▶ WHAT IS BEING ASKED
For the material below, count the lines containing "brick" and reply with the number alone.
-- Opening Marker --
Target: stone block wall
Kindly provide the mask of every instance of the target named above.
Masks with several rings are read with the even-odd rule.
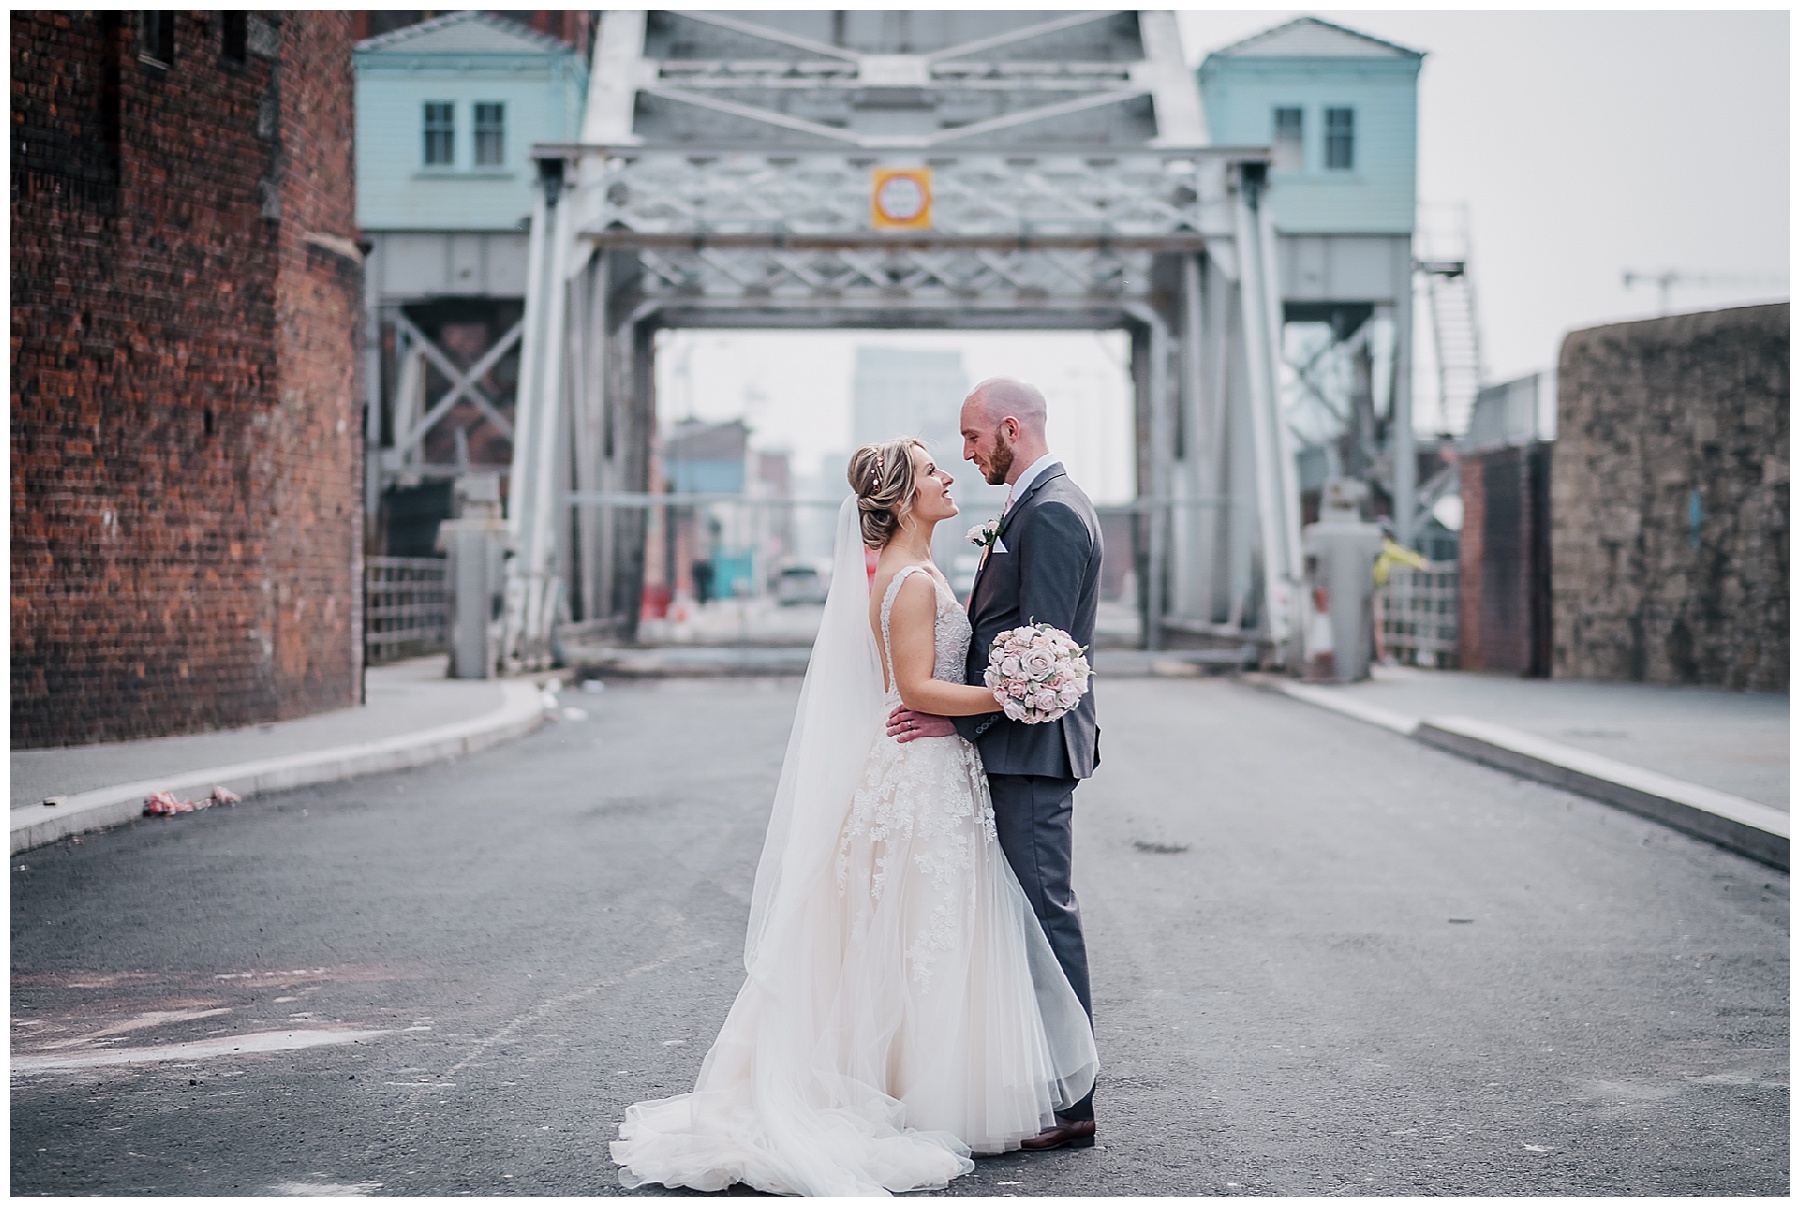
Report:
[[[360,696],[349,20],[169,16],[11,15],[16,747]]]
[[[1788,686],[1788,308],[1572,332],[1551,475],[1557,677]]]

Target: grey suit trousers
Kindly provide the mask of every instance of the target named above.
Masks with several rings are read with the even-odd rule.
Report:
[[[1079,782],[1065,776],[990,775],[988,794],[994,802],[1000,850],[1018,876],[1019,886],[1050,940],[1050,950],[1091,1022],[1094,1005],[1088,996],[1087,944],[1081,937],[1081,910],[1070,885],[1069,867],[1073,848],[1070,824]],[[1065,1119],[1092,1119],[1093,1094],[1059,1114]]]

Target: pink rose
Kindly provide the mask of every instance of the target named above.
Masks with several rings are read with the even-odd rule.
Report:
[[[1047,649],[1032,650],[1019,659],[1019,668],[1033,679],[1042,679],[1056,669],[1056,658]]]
-- Closing Marker --
-- Opening Marker --
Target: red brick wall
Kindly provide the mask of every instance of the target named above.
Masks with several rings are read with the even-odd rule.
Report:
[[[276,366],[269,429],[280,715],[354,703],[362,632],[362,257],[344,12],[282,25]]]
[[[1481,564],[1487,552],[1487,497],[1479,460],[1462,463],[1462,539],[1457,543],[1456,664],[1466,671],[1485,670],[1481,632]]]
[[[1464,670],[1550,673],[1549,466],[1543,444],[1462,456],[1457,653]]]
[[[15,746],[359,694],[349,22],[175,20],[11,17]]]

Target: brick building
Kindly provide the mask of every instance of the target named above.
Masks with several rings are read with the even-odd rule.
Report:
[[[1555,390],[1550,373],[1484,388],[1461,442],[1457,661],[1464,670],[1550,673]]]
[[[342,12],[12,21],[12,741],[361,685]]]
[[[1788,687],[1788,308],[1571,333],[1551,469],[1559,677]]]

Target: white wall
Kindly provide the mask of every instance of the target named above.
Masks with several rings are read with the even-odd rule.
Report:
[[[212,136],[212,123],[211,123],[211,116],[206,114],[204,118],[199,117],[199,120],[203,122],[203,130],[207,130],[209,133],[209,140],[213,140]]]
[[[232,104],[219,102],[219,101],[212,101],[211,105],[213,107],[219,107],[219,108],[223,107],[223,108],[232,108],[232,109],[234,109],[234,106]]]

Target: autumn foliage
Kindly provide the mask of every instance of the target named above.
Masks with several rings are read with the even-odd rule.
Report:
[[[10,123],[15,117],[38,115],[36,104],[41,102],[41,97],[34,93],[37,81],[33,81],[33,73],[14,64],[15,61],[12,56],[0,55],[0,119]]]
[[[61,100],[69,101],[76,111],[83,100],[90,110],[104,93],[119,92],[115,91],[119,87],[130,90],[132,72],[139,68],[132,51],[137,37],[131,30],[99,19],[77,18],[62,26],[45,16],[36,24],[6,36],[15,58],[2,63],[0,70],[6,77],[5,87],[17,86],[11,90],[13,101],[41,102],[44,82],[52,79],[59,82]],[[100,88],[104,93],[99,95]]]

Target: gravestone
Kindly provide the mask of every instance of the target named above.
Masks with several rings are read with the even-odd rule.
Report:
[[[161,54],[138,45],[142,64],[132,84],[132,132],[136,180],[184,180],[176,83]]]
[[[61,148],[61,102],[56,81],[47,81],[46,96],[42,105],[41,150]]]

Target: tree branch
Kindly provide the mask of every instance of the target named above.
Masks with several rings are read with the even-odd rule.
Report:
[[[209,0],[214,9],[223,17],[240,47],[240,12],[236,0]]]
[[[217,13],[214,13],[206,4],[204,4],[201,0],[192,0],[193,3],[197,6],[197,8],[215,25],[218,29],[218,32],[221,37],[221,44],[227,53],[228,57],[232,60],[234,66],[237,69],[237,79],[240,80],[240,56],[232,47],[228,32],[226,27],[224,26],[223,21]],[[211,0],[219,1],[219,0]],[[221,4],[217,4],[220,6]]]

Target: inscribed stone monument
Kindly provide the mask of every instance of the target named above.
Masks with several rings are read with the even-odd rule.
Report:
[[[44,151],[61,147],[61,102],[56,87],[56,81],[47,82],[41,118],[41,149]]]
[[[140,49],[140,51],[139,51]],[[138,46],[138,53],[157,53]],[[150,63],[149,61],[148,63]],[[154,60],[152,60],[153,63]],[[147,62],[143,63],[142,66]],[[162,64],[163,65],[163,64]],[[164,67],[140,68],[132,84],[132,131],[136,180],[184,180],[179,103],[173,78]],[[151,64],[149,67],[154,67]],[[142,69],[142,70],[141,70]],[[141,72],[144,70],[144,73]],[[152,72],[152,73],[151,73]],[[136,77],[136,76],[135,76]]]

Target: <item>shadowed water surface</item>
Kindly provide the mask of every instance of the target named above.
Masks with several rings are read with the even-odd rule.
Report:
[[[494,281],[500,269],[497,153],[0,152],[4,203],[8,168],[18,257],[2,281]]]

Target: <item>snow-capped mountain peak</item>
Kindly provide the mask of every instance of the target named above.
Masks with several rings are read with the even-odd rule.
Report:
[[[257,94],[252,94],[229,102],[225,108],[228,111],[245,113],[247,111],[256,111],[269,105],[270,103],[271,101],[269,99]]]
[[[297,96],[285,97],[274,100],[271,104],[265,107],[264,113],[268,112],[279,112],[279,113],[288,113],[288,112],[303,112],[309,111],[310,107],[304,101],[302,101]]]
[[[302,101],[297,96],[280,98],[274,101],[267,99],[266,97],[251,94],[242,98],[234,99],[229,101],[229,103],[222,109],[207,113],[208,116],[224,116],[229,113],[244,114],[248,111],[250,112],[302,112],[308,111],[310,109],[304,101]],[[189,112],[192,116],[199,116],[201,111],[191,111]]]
-- Closing Marker --
▶ EXERCISE RESULT
2